[Excerpts from a detection dataset]
------------------------

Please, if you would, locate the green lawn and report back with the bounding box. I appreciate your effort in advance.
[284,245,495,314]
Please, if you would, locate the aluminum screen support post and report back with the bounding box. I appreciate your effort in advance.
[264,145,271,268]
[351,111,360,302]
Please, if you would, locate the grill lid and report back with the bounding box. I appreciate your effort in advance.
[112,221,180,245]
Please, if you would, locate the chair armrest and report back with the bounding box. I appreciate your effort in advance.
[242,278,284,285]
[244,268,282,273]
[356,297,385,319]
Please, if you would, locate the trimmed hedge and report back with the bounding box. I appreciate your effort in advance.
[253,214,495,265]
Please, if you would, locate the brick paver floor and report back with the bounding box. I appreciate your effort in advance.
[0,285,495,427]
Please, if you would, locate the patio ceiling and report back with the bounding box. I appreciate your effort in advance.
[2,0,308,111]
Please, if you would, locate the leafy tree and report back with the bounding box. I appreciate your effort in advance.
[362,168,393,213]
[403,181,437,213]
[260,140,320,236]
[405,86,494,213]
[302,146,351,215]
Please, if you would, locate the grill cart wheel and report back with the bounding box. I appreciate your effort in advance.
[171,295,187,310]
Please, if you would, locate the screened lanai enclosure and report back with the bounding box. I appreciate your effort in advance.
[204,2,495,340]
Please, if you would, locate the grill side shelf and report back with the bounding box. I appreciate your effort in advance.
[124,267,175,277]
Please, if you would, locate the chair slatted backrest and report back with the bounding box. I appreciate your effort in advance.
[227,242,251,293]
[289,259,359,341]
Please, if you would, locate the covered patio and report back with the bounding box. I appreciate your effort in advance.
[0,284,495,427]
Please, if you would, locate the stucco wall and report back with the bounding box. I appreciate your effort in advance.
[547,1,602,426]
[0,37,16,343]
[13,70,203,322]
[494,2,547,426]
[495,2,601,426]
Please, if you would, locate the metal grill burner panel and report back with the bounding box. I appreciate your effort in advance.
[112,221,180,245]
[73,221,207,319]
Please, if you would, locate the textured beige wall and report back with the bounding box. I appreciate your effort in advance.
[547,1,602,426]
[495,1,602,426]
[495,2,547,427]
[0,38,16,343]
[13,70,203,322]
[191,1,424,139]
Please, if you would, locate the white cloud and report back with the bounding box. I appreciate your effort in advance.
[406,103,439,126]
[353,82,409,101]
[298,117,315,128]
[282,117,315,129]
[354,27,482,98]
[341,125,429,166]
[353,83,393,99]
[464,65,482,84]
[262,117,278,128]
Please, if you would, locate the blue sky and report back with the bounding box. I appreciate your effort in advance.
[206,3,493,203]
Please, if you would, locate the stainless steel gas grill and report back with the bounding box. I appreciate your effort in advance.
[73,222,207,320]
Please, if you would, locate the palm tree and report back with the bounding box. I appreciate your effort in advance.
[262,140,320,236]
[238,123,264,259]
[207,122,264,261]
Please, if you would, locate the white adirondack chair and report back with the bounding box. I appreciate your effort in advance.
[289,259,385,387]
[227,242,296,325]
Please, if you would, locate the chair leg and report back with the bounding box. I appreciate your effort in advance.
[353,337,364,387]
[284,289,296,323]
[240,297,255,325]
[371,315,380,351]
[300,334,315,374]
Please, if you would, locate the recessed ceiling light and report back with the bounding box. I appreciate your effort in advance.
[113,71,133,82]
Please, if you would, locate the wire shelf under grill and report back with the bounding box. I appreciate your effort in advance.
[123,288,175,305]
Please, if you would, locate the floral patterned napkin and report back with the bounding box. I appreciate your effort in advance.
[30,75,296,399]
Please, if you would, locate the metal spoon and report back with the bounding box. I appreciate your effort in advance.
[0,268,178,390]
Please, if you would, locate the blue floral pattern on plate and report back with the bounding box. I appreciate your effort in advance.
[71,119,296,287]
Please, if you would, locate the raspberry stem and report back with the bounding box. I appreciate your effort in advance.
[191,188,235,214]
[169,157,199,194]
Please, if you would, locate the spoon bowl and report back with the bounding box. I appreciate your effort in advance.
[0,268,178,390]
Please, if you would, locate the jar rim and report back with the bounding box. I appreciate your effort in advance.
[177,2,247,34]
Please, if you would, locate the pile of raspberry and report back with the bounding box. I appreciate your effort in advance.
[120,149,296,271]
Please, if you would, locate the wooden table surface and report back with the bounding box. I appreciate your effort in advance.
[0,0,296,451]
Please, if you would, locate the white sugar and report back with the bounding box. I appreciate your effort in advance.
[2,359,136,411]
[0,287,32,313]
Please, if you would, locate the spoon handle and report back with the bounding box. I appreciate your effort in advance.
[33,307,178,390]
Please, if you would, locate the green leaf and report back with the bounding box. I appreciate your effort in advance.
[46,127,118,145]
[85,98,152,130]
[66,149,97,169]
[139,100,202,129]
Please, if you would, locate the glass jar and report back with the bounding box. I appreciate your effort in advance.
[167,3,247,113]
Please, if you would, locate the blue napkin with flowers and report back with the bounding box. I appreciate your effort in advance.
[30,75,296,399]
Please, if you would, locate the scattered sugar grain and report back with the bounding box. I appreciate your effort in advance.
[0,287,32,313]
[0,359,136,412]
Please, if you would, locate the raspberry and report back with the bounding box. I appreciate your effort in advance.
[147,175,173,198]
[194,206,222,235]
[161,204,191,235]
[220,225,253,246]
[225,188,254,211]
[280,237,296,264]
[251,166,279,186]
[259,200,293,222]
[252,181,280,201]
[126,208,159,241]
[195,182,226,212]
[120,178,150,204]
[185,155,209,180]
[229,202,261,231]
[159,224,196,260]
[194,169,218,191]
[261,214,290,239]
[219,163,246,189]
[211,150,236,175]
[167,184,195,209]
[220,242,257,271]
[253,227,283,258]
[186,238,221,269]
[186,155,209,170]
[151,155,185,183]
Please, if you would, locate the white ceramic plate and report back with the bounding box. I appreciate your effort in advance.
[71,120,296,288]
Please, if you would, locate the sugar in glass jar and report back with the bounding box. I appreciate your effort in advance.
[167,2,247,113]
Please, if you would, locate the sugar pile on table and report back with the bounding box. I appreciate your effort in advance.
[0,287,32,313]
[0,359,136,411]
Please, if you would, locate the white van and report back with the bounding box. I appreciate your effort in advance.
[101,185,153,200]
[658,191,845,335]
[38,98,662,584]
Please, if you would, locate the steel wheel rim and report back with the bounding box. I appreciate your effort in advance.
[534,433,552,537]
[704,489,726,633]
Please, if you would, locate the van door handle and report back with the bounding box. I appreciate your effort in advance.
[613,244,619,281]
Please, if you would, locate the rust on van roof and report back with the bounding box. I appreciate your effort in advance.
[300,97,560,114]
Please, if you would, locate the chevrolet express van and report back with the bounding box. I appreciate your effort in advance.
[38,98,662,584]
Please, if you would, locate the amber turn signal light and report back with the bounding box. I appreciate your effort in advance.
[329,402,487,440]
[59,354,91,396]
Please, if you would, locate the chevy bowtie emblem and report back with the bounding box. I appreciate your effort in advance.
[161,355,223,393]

------------------------

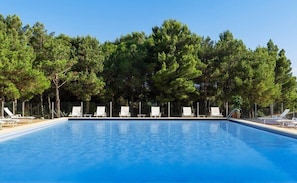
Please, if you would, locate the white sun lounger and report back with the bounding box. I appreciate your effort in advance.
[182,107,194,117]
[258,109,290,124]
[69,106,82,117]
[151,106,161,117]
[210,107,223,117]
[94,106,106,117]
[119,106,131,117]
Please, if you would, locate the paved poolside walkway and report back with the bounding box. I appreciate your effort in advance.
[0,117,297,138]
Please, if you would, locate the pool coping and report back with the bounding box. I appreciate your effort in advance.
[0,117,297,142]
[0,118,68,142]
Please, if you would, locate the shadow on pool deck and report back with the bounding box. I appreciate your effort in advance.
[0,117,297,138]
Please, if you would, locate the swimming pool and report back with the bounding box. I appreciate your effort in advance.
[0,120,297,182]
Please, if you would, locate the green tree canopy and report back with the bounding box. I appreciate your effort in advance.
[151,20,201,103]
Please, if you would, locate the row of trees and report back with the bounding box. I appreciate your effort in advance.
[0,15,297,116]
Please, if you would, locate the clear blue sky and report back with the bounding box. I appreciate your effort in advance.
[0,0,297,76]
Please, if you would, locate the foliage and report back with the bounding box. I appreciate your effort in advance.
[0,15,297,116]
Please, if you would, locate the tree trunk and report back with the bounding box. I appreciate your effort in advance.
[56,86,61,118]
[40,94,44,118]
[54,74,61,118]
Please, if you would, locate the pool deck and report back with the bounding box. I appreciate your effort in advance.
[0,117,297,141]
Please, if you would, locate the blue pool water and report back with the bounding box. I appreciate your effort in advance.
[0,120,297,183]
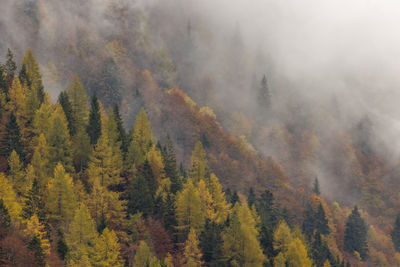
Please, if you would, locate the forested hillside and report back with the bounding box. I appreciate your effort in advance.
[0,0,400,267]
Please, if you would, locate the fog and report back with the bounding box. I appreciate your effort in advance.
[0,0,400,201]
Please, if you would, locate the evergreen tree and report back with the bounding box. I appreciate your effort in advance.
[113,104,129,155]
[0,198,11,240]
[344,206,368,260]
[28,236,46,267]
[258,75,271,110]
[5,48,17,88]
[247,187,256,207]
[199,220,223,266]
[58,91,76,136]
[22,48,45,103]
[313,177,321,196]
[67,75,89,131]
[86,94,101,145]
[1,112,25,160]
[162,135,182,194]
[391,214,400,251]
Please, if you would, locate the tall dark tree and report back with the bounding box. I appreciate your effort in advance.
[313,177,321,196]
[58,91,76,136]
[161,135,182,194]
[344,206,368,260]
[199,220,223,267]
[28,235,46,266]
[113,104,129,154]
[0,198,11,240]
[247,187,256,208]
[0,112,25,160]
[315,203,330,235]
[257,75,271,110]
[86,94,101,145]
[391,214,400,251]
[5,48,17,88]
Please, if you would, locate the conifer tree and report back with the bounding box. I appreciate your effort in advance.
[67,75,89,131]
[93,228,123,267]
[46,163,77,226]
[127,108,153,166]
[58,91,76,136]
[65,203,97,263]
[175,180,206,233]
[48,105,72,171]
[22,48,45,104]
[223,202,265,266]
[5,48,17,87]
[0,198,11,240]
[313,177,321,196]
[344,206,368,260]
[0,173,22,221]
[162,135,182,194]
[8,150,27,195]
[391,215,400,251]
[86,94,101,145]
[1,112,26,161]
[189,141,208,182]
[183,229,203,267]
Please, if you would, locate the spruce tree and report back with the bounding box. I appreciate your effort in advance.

------------------------

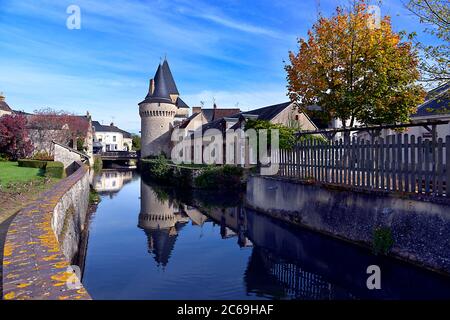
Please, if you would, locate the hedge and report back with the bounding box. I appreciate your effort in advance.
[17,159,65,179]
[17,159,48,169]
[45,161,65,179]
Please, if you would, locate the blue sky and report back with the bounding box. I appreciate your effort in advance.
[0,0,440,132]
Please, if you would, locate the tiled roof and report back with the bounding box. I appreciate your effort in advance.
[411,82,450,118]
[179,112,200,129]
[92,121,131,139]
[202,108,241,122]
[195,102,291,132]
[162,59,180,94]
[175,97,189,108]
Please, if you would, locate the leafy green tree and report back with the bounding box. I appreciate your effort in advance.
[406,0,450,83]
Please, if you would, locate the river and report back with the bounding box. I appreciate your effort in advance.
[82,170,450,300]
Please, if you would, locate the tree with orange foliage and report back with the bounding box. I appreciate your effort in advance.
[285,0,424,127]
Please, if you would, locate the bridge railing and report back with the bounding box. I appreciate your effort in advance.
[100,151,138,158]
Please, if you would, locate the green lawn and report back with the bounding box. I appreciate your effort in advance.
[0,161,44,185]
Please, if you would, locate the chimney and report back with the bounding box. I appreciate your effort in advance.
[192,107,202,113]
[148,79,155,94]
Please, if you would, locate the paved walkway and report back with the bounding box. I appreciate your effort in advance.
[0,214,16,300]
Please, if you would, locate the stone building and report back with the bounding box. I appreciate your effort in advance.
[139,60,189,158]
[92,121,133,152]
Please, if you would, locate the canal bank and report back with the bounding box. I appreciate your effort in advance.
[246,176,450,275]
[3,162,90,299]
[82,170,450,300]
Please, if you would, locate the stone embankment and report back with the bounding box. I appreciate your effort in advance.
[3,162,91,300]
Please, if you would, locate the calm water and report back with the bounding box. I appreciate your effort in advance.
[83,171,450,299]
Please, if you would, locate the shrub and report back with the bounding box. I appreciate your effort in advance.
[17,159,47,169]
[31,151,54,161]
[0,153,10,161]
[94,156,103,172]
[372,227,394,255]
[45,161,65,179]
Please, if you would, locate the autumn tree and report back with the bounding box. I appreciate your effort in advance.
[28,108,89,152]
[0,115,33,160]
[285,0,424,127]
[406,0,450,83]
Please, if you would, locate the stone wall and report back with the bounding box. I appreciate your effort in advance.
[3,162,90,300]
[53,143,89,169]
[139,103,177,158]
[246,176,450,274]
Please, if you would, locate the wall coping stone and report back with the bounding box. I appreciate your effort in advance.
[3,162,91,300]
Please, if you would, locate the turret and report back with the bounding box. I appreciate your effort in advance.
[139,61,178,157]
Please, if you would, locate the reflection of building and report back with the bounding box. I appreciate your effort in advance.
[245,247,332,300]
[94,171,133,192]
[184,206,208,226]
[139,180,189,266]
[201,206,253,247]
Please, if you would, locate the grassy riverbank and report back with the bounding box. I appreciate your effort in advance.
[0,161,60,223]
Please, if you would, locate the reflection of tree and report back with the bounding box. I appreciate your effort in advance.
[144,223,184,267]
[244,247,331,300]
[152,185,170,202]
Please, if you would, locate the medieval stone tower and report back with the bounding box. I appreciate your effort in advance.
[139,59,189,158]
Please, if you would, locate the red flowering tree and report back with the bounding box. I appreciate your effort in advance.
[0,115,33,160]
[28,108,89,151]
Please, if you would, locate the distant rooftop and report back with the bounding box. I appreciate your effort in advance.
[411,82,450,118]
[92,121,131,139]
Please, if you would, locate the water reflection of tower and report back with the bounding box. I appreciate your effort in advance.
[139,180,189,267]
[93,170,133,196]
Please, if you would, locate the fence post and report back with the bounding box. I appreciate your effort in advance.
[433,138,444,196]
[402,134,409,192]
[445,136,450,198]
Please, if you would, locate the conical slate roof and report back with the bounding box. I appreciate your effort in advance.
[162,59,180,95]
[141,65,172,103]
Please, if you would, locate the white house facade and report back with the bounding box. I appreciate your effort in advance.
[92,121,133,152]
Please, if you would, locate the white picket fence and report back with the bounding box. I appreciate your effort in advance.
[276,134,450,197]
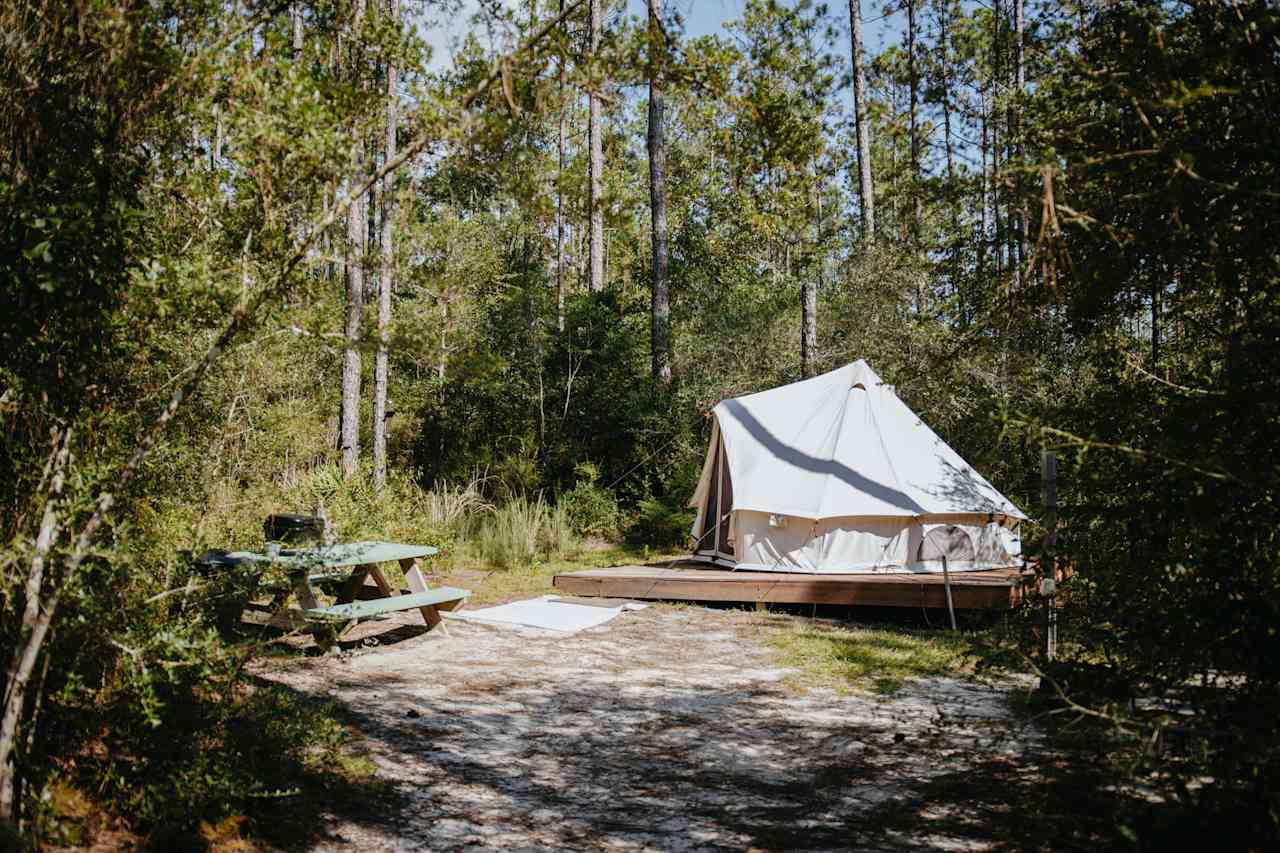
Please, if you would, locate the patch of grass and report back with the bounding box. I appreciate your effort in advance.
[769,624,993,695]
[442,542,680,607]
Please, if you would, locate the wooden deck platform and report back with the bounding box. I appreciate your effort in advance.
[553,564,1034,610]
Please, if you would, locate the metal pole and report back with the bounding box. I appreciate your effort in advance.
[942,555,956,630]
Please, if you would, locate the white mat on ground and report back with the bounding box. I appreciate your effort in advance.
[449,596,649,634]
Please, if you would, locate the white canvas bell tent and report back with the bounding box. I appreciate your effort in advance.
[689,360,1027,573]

------------------------

*Instructions to follow*: Copy out the part that opens with the line containing "Please, if you would, locate the river" and closes with the line containing "[100,151,138,158]", putting "red foliage" in place of "orange foliage" and leaving everything else the same.

*Complete response*:
Please, if you would, locate the river and report back with the bounding box. I appreciate your effort in advance.
[82,170,450,300]
Please, if you would, locate the tree with red foliage and report back with the bounding box. I appreciate your effort in advance.
[285,0,424,127]
Please, if you would, locate the bridge railing and report back with the bounding box. I appreciate your effort in advance.
[100,151,138,158]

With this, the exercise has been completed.